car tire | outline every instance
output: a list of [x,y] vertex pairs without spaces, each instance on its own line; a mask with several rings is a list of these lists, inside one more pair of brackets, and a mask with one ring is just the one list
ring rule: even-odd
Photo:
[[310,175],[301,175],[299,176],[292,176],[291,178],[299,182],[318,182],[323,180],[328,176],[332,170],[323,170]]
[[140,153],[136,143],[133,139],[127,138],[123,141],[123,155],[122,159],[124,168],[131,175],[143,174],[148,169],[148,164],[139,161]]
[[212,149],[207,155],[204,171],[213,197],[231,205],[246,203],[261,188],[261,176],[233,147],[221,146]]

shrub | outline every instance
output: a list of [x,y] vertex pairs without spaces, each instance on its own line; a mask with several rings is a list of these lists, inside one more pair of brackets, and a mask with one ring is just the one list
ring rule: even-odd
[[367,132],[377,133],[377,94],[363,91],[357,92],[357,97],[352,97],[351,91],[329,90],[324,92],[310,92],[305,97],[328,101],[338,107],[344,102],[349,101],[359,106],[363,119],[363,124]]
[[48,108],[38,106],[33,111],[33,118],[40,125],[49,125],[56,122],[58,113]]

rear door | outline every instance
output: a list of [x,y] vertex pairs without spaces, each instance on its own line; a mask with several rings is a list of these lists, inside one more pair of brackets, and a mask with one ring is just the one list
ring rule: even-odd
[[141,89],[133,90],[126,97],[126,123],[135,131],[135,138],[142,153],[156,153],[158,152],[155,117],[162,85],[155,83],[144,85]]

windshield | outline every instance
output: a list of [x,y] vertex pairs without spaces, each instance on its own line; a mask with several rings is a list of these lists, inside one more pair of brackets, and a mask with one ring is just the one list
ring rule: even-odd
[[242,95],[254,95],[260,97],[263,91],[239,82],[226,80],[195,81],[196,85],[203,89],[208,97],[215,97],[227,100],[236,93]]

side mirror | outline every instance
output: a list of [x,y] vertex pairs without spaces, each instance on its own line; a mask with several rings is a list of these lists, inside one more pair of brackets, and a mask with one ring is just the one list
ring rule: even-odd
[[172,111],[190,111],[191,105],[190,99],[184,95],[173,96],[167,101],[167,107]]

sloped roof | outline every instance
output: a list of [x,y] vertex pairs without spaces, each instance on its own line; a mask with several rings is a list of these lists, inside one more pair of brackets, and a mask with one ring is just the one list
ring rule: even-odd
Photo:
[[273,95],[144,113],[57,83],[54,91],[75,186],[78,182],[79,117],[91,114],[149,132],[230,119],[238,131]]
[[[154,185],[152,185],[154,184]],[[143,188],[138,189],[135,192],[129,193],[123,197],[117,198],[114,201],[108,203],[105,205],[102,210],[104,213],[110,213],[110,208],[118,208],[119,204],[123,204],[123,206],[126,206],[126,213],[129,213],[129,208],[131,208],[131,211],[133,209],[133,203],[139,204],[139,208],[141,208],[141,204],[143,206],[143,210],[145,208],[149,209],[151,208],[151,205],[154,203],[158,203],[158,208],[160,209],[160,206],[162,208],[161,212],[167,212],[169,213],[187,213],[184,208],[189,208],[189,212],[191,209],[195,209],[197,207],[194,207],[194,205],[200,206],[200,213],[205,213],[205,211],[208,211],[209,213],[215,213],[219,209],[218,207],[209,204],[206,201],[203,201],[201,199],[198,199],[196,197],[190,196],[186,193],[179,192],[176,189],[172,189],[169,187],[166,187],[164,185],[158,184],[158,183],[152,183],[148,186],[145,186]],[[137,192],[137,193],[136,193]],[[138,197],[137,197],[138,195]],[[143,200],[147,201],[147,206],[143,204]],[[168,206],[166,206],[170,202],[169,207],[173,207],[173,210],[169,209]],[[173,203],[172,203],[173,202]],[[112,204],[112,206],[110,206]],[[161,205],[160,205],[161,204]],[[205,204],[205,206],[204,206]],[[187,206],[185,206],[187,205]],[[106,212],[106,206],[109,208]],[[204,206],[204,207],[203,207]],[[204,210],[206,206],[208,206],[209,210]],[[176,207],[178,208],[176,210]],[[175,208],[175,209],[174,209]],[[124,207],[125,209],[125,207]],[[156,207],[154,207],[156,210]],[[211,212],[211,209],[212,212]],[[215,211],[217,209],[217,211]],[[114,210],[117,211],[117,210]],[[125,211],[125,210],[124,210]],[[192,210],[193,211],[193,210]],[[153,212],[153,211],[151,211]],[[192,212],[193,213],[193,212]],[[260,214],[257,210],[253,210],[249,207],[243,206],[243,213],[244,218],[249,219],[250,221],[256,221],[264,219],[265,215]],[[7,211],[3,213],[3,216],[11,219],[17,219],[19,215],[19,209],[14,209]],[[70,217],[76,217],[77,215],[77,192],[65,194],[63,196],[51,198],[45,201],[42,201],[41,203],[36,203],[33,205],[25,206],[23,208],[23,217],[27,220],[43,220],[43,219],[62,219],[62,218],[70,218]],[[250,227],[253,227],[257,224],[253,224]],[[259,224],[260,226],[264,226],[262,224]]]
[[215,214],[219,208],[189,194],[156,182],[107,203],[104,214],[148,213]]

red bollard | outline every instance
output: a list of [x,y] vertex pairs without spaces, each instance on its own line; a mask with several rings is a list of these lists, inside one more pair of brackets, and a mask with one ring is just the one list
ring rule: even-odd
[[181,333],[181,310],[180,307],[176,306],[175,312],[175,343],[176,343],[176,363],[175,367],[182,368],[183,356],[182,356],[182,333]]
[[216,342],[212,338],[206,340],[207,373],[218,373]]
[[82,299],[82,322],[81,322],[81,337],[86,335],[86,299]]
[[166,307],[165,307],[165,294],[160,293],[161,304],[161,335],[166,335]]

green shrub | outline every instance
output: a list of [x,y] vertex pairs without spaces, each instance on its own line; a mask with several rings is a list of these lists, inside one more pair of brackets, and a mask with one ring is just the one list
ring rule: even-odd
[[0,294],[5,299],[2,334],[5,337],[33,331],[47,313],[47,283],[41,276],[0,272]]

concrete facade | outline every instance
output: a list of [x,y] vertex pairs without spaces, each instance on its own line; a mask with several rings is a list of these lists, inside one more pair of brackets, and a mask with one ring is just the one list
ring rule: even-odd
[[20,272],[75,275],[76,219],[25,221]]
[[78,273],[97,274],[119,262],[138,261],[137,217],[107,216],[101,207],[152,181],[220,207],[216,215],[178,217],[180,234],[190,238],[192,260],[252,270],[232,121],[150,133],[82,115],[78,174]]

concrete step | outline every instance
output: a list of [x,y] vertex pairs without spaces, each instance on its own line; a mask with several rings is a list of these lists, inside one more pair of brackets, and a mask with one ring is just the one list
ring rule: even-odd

> [YOUR TASK]: Please set out every line of the material above as a numbered list, leaving out any blank lines.

> [REPLY]:
1. car tire | outline every instance
2. output: a list of [x,y] vertex pairs without spaces, each instance on its own line; a mask with several rings is a list of these lists, inside one more pair of brackets, and a mask with one ring is just the one list
3. ring rule: even-odd
4. Photo:
5. [[310,175],[301,175],[299,176],[292,176],[291,178],[299,182],[318,182],[323,180],[328,176],[332,170],[323,170]]
6. [[140,153],[136,143],[133,139],[127,138],[123,141],[123,155],[122,159],[124,168],[131,175],[143,174],[148,169],[148,164],[139,161]]
7. [[212,149],[207,155],[204,171],[213,197],[231,205],[246,203],[261,188],[261,176],[233,147],[221,146]]
8. shrub | outline every instance
9. output: a list of [x,y] vertex pairs without spaces, each instance on its own line; a mask with several rings is a list of these lists, inside one more pair of brackets, and a mask with one ring is just the one list
10. ring rule: even-odd
11. [[367,132],[377,133],[377,94],[363,91],[357,92],[357,97],[352,97],[351,91],[329,90],[324,92],[310,92],[305,97],[328,101],[338,107],[344,102],[349,101],[359,106],[363,119],[363,124]]
12. [[48,108],[38,106],[33,111],[33,118],[40,125],[49,125],[56,122],[58,113]]
13. rear door | outline every instance
14. output: a list of [x,y] vertex pairs without spaces, each instance on its own line; a mask with several rings is a list of these lists, inside one more pair of brackets, and a mask with one ring is just the one list
15. ring rule: even-odd
16. [[141,89],[133,90],[126,97],[126,123],[135,131],[135,138],[142,153],[156,153],[158,152],[155,117],[162,85],[155,83],[144,85]]
17. windshield | outline every instance
18. output: a list of [x,y] vertex pairs without spaces, each instance on its own line; a mask with several rings is a list of these lists, inside one more pair of brackets, and a mask with one ring is just the one list
19. ring rule: even-odd
20. [[242,95],[254,95],[260,97],[263,91],[239,82],[226,80],[195,81],[196,85],[203,89],[208,97],[215,97],[227,100],[236,93]]
21. side mirror | outline every instance
22. output: a list of [x,y] vertex pairs without spaces, each instance on its own line; a mask with several rings is a list of these lists, inside one more pair of brackets, and a mask with one ring is just the one list
23. ring rule: even-odd
24. [[172,111],[190,111],[191,105],[190,99],[184,95],[173,96],[167,101],[167,107]]
25. sloped roof | outline every instance
26. output: a list of [x,y] vertex pairs without spaces, each instance on its own line; a mask with several rings is a list of these lists, inside one more pair of brackets, and a mask with one ring is just the one list
27. ring rule: even-odd
28. Photo:
29. [[273,95],[144,113],[57,83],[54,91],[75,186],[78,182],[79,117],[91,114],[149,132],[230,119],[238,131]]
30. [[[154,185],[152,185],[154,184]],[[143,188],[138,189],[135,192],[129,193],[123,197],[117,198],[114,201],[108,203],[105,205],[102,210],[104,213],[110,213],[110,208],[118,208],[119,204],[123,204],[123,206],[126,206],[126,213],[129,213],[129,208],[131,208],[131,211],[133,209],[133,203],[139,204],[139,208],[141,208],[141,204],[143,206],[143,210],[145,208],[149,209],[151,208],[151,205],[154,203],[158,203],[158,208],[160,209],[160,206],[162,208],[161,212],[167,212],[169,213],[187,213],[184,208],[189,208],[189,212],[191,209],[195,209],[197,207],[194,207],[194,205],[200,206],[200,213],[205,213],[205,211],[208,211],[209,213],[215,213],[219,209],[218,207],[209,204],[206,201],[203,201],[201,199],[198,199],[196,197],[190,196],[186,193],[179,192],[176,189],[172,189],[169,187],[166,187],[164,185],[158,184],[158,183],[152,183],[148,186],[145,186]],[[137,192],[137,193],[136,193]],[[138,197],[137,197],[138,195]],[[143,200],[147,201],[147,206],[143,204]],[[168,206],[166,206],[170,202],[169,207],[173,207],[173,210],[169,209]],[[173,203],[172,203],[173,202]],[[112,204],[112,206],[110,206]],[[161,205],[160,205],[161,204]],[[205,204],[205,206],[204,206]],[[187,206],[185,206],[187,205]],[[106,212],[106,206],[109,208]],[[204,206],[204,207],[203,207]],[[204,210],[206,206],[208,206],[209,210]],[[176,207],[178,208],[176,210]],[[175,208],[175,209],[174,209]],[[124,207],[125,209],[125,207]],[[156,207],[154,207],[156,210]],[[211,212],[211,209],[212,212]],[[215,211],[217,209],[217,211]],[[114,210],[117,211],[117,210]],[[125,211],[125,210],[124,210]],[[192,210],[193,211],[193,210]],[[153,212],[153,211],[151,211]],[[192,212],[193,213],[193,212]],[[260,214],[257,210],[253,210],[249,207],[243,206],[243,213],[244,218],[249,219],[250,221],[256,221],[264,219],[265,215]],[[7,211],[3,213],[3,216],[11,219],[17,219],[19,215],[19,209],[14,209]],[[70,217],[76,217],[77,215],[77,192],[65,194],[63,196],[51,198],[45,201],[42,201],[41,203],[36,203],[33,205],[25,206],[23,208],[23,217],[27,220],[43,220],[43,219],[62,219],[62,218],[70,218]],[[250,227],[253,227],[257,224],[253,224]],[[259,224],[260,226],[264,226],[262,224]]]
31. [[215,214],[219,208],[189,194],[156,182],[107,203],[104,214],[148,213]]
32. red bollard | outline every instance
33. output: a list of [x,y] vertex pairs without spaces, each instance on its own line; a mask with several rings is a list of these lists, inside one more pair of brackets, and a mask with one ring is just the one list
34. ring rule: even-odd
35. [[181,333],[181,310],[180,307],[176,306],[175,312],[175,343],[176,343],[176,363],[175,367],[182,368],[183,356],[182,356],[182,333]]
36. [[216,342],[212,338],[206,340],[207,373],[218,373]]
37. [[82,299],[82,322],[81,322],[81,337],[86,335],[86,299]]
38. [[166,307],[165,307],[165,294],[160,293],[161,304],[161,335],[166,335]]
39. green shrub | outline every instance
40. output: a list of [x,y] vertex pairs without spaces, each instance on its own line; a mask with several rings is a list of these lists, inside one more pair of brackets, and a mask with one ring is just the one list
41. ring rule: even-odd
42. [[0,294],[5,299],[2,334],[5,337],[33,331],[47,313],[47,283],[41,276],[0,272]]
43. concrete facade | outline every instance
44. output: a list of [x,y] vertex pairs without spaces, each instance on its own line; a mask with several rings is a list of these lists, inside one more pair of brackets, and a mask with one ring is just the one list
45. ring rule: even-odd
46. [[20,272],[75,275],[76,219],[25,221]]
47. [[78,273],[97,274],[119,262],[138,261],[137,217],[107,216],[101,207],[152,181],[220,207],[216,215],[178,217],[180,234],[190,238],[192,260],[252,270],[232,121],[150,133],[82,115],[78,174]]
48. concrete step | outline every instance
49. output: a list of [x,y] vertex pairs without spaces, each instance on its own line; a mask with several rings is a list of these lists, inside one more pair of brackets, and a mask with one ring is just the one list
50. ring rule: even-odd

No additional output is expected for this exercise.